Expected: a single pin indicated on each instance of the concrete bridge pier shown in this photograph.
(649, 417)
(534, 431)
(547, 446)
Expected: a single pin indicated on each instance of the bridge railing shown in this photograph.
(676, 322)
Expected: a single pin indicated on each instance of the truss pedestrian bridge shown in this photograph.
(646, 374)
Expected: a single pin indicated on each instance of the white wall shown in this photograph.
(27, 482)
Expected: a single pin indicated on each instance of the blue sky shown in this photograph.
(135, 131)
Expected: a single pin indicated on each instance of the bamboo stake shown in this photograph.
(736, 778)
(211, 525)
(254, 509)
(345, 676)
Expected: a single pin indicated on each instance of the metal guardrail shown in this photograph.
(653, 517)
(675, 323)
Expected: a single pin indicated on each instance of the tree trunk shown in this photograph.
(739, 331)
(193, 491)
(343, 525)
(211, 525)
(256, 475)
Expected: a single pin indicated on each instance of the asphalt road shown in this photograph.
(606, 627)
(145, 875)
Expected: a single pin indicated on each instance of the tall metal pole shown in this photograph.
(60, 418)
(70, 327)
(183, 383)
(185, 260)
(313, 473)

--

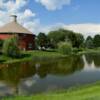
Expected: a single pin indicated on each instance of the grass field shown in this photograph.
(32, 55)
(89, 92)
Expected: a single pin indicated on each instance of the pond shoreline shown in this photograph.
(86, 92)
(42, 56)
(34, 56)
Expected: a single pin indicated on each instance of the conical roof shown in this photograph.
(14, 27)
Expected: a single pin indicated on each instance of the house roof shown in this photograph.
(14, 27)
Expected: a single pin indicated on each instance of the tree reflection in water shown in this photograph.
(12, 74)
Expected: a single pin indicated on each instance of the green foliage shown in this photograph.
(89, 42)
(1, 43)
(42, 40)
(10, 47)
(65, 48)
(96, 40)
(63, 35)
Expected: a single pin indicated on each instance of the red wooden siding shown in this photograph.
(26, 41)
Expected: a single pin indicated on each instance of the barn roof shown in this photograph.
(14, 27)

▸ Direction: Pick out every line in the listing above that contains the word "metal" and copy each of those lines in full.

▸ Complete answer:
Expected: a single pin indicated on each instance of the metal guardrail shown in this photograph.
Expected: a single pin indicated on each instance of the tall metal pole shown in this photograph.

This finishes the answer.